═════ Information provided ═════

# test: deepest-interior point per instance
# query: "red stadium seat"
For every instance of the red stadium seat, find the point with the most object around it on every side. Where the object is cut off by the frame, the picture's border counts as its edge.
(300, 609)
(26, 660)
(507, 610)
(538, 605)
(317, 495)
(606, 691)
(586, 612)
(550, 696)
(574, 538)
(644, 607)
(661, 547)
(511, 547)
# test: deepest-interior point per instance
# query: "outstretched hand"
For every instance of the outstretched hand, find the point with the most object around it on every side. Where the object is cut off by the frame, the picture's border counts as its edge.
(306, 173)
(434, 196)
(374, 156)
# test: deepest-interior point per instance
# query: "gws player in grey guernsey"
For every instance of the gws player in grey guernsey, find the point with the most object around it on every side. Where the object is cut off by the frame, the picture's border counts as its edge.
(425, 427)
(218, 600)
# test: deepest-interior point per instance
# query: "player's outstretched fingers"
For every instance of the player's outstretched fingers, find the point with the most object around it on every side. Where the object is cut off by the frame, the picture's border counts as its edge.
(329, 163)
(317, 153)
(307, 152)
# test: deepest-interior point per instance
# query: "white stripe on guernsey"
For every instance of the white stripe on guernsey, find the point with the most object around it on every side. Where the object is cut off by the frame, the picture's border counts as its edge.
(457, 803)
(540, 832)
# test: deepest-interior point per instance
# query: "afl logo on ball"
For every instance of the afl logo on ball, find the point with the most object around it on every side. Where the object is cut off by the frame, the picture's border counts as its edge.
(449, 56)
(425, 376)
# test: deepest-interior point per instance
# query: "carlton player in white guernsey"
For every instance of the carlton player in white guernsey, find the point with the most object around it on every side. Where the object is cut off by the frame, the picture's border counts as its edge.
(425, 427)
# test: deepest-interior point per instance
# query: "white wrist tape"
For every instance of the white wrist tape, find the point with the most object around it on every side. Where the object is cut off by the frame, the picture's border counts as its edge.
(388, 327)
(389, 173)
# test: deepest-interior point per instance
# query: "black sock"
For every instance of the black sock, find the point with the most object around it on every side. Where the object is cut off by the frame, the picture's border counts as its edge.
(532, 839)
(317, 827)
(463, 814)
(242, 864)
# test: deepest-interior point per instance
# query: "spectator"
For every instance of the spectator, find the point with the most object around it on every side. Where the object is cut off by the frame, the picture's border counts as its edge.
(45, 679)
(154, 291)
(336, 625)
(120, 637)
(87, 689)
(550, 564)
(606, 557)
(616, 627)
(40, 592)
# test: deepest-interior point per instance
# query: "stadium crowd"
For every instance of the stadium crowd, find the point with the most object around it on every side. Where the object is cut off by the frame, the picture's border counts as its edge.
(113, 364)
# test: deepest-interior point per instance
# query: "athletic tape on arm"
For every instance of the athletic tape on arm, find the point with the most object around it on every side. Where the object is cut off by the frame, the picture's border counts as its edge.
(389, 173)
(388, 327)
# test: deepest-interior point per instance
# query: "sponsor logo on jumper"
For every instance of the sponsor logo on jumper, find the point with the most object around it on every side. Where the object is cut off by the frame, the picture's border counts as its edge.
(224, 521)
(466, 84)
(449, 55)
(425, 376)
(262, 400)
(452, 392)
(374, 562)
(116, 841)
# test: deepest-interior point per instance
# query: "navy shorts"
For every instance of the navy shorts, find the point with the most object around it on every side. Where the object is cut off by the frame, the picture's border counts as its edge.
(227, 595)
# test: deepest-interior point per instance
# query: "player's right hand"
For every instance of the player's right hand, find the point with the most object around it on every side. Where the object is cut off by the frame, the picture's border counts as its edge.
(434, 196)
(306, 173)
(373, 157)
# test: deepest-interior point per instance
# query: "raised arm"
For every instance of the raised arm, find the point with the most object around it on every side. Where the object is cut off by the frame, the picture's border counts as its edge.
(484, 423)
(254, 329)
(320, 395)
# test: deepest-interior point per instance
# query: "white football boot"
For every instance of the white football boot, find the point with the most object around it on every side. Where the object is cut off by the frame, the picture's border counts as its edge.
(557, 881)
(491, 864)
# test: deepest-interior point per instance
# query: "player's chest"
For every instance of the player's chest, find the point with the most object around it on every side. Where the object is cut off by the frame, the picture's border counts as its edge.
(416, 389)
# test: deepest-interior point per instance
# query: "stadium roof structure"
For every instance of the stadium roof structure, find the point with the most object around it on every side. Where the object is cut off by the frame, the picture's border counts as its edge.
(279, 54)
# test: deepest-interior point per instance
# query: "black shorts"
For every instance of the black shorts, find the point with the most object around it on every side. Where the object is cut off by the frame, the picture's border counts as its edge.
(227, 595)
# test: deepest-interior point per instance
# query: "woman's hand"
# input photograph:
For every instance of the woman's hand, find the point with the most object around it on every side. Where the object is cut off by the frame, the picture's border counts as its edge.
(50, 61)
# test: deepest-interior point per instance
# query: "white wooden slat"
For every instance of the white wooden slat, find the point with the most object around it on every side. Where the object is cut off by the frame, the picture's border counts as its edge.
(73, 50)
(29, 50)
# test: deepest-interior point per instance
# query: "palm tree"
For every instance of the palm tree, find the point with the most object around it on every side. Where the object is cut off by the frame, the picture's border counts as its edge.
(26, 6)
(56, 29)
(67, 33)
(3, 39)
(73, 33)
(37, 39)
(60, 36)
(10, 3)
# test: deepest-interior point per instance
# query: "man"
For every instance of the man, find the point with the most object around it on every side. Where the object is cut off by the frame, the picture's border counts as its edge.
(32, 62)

═════

What is needed = Select and copy every line of the entries above that contains the word "palm".

In response =
# query: "palm tree"
For every instance of the palm tree, find the point with the most object around it on every side. Where the object is cut off by the frame, the picture's border counts as its edge.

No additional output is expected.